- OBJECTIVE -
Show every line of the listing below that contains the word "rock", with case counting.
— Start DATA SECTION —
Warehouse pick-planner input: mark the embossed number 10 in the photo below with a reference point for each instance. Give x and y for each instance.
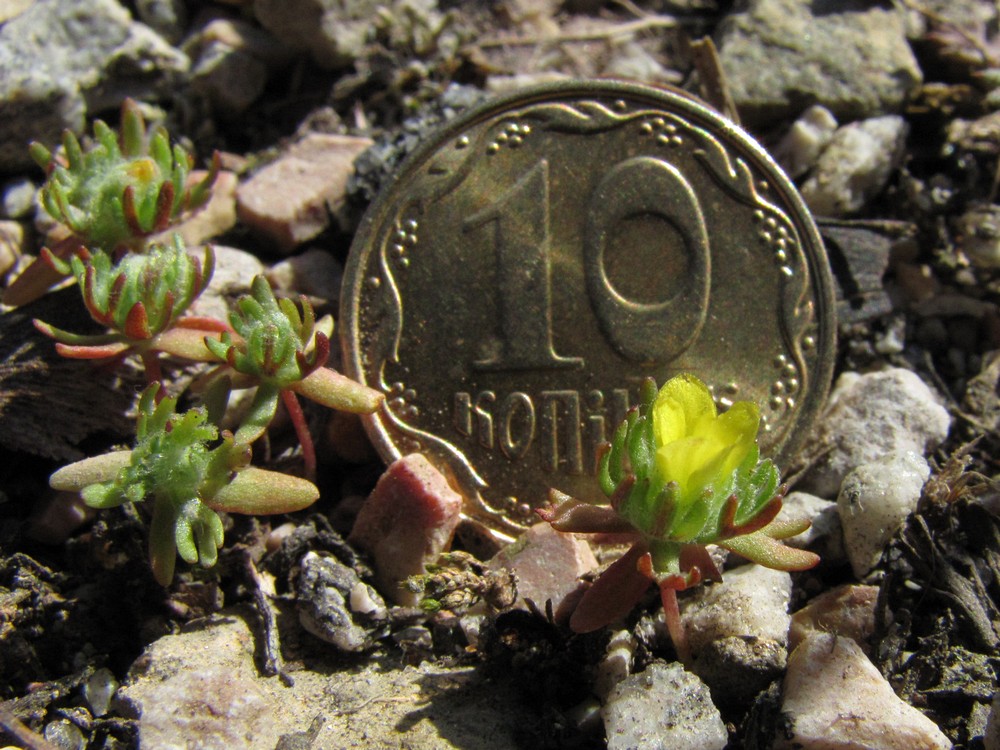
(639, 331)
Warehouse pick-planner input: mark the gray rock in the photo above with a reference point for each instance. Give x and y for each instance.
(851, 56)
(833, 696)
(737, 631)
(335, 32)
(336, 606)
(855, 166)
(869, 416)
(991, 739)
(663, 707)
(62, 58)
(875, 500)
(202, 684)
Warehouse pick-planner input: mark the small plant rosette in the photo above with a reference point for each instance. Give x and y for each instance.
(192, 473)
(679, 476)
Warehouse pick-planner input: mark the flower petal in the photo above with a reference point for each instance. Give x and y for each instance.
(683, 407)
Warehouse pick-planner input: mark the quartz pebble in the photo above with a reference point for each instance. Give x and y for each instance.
(406, 523)
(663, 707)
(335, 605)
(868, 416)
(855, 166)
(737, 631)
(291, 199)
(547, 563)
(847, 610)
(834, 697)
(801, 146)
(874, 501)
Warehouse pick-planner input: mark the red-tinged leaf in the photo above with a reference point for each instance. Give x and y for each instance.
(164, 207)
(137, 323)
(575, 516)
(104, 351)
(758, 522)
(259, 492)
(330, 388)
(185, 343)
(613, 595)
(767, 551)
(128, 209)
(201, 323)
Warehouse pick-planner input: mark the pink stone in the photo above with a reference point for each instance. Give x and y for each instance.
(406, 522)
(290, 200)
(548, 564)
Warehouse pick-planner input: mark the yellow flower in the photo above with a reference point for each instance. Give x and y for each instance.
(695, 447)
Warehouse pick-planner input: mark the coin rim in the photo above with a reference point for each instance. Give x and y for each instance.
(672, 98)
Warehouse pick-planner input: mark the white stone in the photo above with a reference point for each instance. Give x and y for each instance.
(834, 697)
(737, 631)
(855, 166)
(869, 416)
(663, 707)
(805, 140)
(874, 501)
(824, 534)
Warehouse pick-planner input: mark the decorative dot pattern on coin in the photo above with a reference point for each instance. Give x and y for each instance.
(540, 256)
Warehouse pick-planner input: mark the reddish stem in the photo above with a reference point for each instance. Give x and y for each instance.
(298, 418)
(672, 617)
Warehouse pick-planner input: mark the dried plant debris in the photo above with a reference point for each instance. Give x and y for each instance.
(937, 620)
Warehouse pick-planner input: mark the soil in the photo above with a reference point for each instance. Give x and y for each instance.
(76, 592)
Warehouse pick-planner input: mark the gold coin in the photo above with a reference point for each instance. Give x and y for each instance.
(541, 255)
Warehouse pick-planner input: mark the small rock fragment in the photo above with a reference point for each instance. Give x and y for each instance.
(737, 631)
(868, 416)
(234, 270)
(782, 55)
(805, 140)
(315, 273)
(991, 738)
(848, 611)
(291, 199)
(835, 697)
(335, 605)
(855, 166)
(406, 522)
(874, 501)
(547, 563)
(663, 707)
(824, 533)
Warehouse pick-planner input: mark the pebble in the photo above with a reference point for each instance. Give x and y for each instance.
(833, 696)
(991, 738)
(548, 565)
(291, 199)
(737, 631)
(314, 272)
(335, 605)
(51, 79)
(855, 166)
(663, 707)
(868, 416)
(824, 534)
(847, 610)
(406, 523)
(203, 683)
(875, 500)
(234, 270)
(335, 34)
(801, 146)
(779, 56)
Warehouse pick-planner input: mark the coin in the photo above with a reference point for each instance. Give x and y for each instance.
(539, 257)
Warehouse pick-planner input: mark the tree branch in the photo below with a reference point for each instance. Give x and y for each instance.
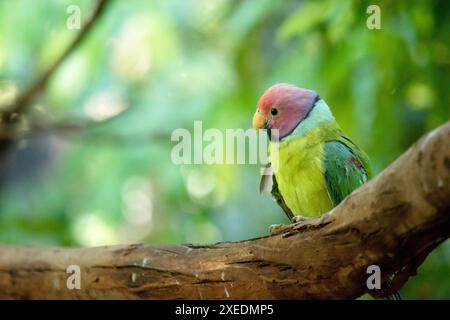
— End DATA SECTION —
- CORRECT RESULT -
Warehouse pick-planner input: mark the gray rock in the photo above with a reference point for each instance. Give x and y for each instance.
Warehouse pick-planner input: mark the small rock fragment in the photo above with a reference point for each instance. Give x and y for each instance.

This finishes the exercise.